§ **Dataset records**
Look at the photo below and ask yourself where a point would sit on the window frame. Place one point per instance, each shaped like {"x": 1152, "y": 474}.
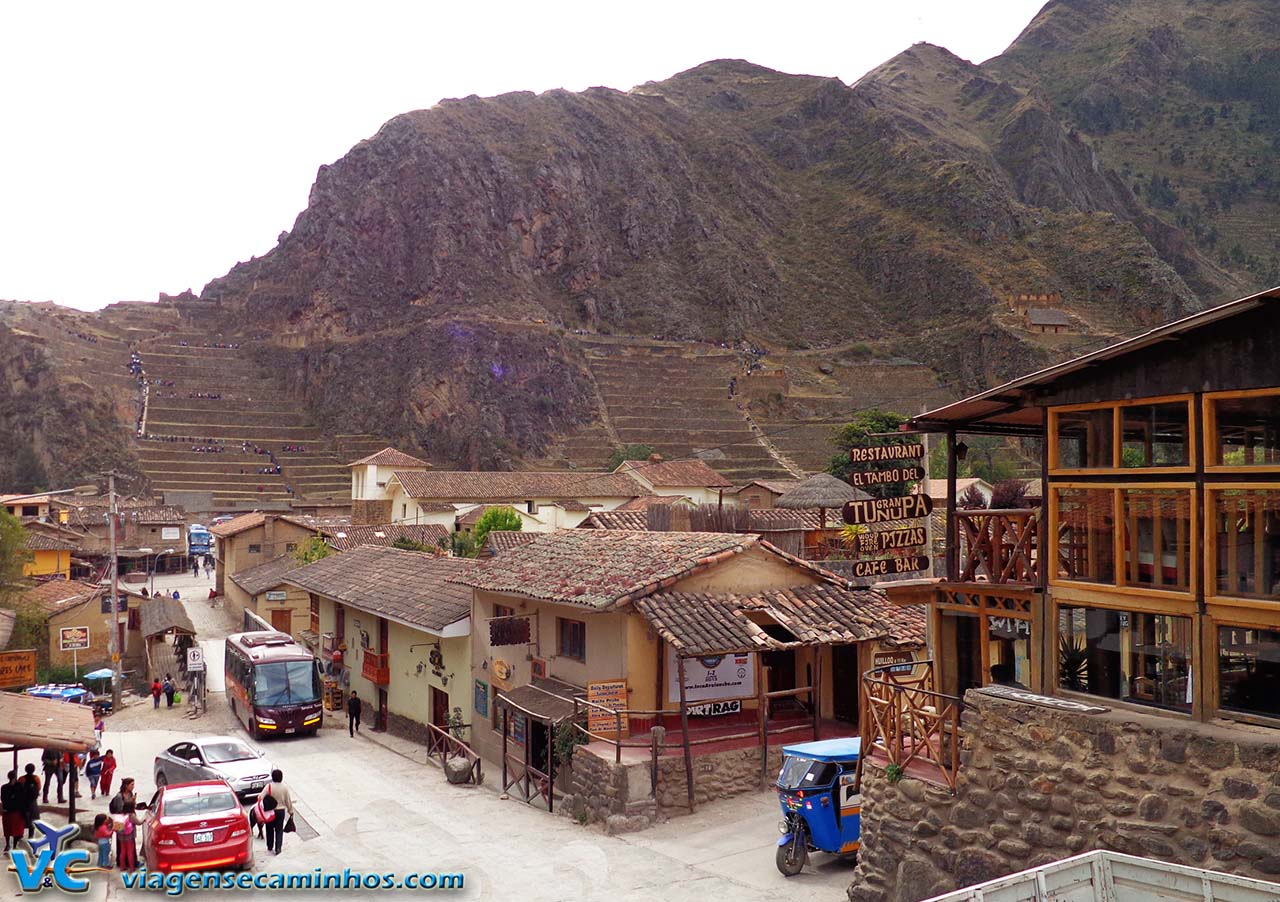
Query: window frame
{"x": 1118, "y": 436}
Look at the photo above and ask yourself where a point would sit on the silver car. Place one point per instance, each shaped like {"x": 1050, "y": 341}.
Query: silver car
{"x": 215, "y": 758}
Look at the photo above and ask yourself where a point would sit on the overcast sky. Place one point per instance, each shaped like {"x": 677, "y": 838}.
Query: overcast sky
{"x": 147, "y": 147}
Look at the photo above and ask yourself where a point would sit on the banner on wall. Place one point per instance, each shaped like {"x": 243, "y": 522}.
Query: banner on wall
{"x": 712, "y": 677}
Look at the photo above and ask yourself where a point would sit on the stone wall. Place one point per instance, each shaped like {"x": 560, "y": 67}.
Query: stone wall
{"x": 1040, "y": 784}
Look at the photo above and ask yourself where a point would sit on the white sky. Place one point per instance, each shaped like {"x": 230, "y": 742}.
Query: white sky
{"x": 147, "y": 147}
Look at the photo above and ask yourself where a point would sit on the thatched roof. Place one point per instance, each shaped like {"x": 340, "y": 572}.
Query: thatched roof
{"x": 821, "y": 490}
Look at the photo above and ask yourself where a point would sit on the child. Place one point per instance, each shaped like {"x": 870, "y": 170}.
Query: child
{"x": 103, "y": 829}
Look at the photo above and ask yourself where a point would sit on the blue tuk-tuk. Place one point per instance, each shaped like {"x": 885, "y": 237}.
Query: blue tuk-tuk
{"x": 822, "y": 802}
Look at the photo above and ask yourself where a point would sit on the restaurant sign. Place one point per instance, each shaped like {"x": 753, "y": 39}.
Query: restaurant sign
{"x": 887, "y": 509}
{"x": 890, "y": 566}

§ **Task to carry out**
From the first record to the last, print everything again exactly, without pictures.

§ **The completed task**
Look at the photo below and ask yourself where a point would sit on the window frame. Place one point per instance, each shaped like {"x": 1152, "y": 474}.
Query: window frame
{"x": 1118, "y": 436}
Look at the photo above and ask yourself where a point would sit on the silver car. Place one point per instance, each shaped like {"x": 1050, "y": 341}.
Query: silver car
{"x": 215, "y": 758}
Look at the photo above and ask yourself where a point would sit on the overcast sky. Place one point per instance, each shaped like {"x": 677, "y": 838}.
Query: overcast sky
{"x": 147, "y": 147}
Look at the photo above and ask yourself where a point would sit on the banner on wall. Place one point per instance, each shaped like {"x": 243, "y": 522}.
Query: banner on wall
{"x": 712, "y": 677}
Look at the photo above and ask yourself where a point would sit on the stone wall. Place one point per instance, each shaped like {"x": 560, "y": 67}.
Query: stone wall
{"x": 1040, "y": 784}
Look at the photo above and ask yourself where a point would sit on the white sky. Place one point per instance, each shaped like {"x": 230, "y": 742}.
Query: white sky
{"x": 147, "y": 147}
Look at the photo above and ask yourself where a point would sit on the thatched roof. Place one point per instance, each shaped like {"x": 340, "y": 572}.
Query: thatched roof
{"x": 821, "y": 490}
Look at the photo above and ask yourself where a point would sit on the child. Place one point per instance, each shaped like {"x": 870, "y": 170}.
Query: child
{"x": 103, "y": 829}
Look at the photo above and ask yourself where a point would sit on the blue tuk-tuk. Place one point per instance, each shaped like {"x": 885, "y": 237}.
Query: blue tuk-tuk
{"x": 822, "y": 802}
Look at the photo above and ask yourself where a point would sit on the restaurant sign. Place one point per instance, each shaped like {"x": 753, "y": 39}.
Query: restaurant sign
{"x": 887, "y": 509}
{"x": 890, "y": 566}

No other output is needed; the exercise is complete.